***** Extract to read

In general CPA is often conceptualized as an investment decision in order to generate higher returns (Lux et al., 2011). According to Hillman et al. (2004) a firm’s ability to influence the public policy is closely intertwined with improving its performance. Here, the explicit assumption is, that CPA helps firms to improve their financial bottom line (Hillman and Hitt, 1999; Hadani & Schuler, 2013). However, do firms truly achieve higher financial returns when they engage in CPA? Empirical evidence on the relationship between CPA and firm performance (henceforth, CFP) seem to be mixed (Hillman & Hitt, 1999; Hillman et al., 2004; Lux et al., 2011; Mellahi et al., 2015; Hadani & Schuler, 2013). Lux et al. (2011) for example show the CPA-CFP relationship is positively related, while Hadani and Schuler (2013) advocate there is a negative relationship.

(10)

Particularly, mixed empirical evidence occurs when looking at the different industries firms operate in. Bonardi et al. (2006) advocate that the CPA-CFP relationship is positively related in the electric utility industry (Russo, 1992), while other studies show that there exists a negative relationship between CPA and firm performance (Hadani & Schuler, 2013; Cho et al., 2006). According to Cho et al. (2006) the varying CPA-CFP outcomes are due to the different political/institutional fields firms operate in. A factor that explains these varying outcomes firms operating in different industries is government regulation (Hadani & Schuler, 2013; Hillman & Hitt, 1999; Getz, 1997).

**********
***** Extracted entries

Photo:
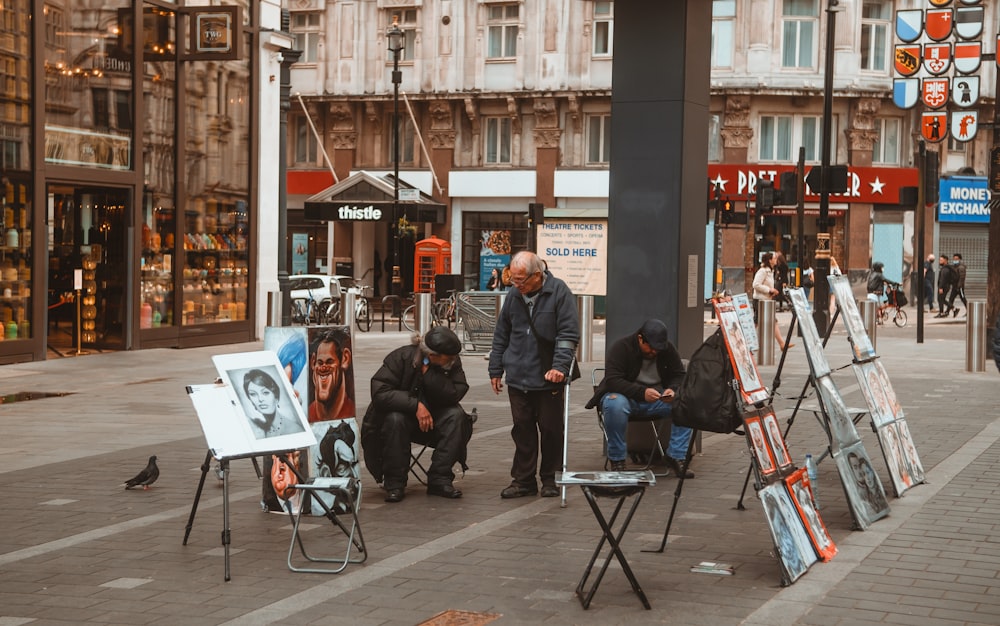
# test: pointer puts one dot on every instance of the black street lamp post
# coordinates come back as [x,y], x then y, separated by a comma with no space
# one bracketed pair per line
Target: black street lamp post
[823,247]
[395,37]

**********
***** Extracted entries

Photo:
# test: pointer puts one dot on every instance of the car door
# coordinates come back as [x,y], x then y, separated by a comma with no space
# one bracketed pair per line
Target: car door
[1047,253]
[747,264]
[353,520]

**********

§ **Exercise instructions**:
A. From the passage on CPA and firm performance above, extract the words from "In general CPA" to "a negative relationship.".
B. Translate this sentence from the passage on CPA and firm performance into Spanish: "Particularly, mixed empirical evidence occurs when looking at the different industries firms operate in."

§ **Outputs**:
A.
In general CPA is often conceptualized as an investment decision in order to generate higher returns (Lux et al., 2011). According to Hillman et al. (2004) a firm’s ability to influence the public policy is closely intertwined with improving its performance. Here, the explicit assumption is, that CPA helps firms to improve their financial bottom line (Hillman and Hitt, 1999; Hadani & Schuler, 2013). However, do firms truly achieve higher financial returns when they engage in CPA? Empirical evidence on the relationship between CPA and firm performance (henceforth, CFP) seem to be mixed (Hillman & Hitt, 1999; Hillman et al., 2004; Lux et al., 2011; Mellahi et al., 2015; Hadani & Schuler, 2013). Lux et al. (2011) for example show the CPA-CFP relationship is positively related, while Hadani and Schuler (2013) advocate there is a negative relationship.

B. En particular, la evidencia empírica mixta aparece al observar los distintos sectores en los que operan las empresas.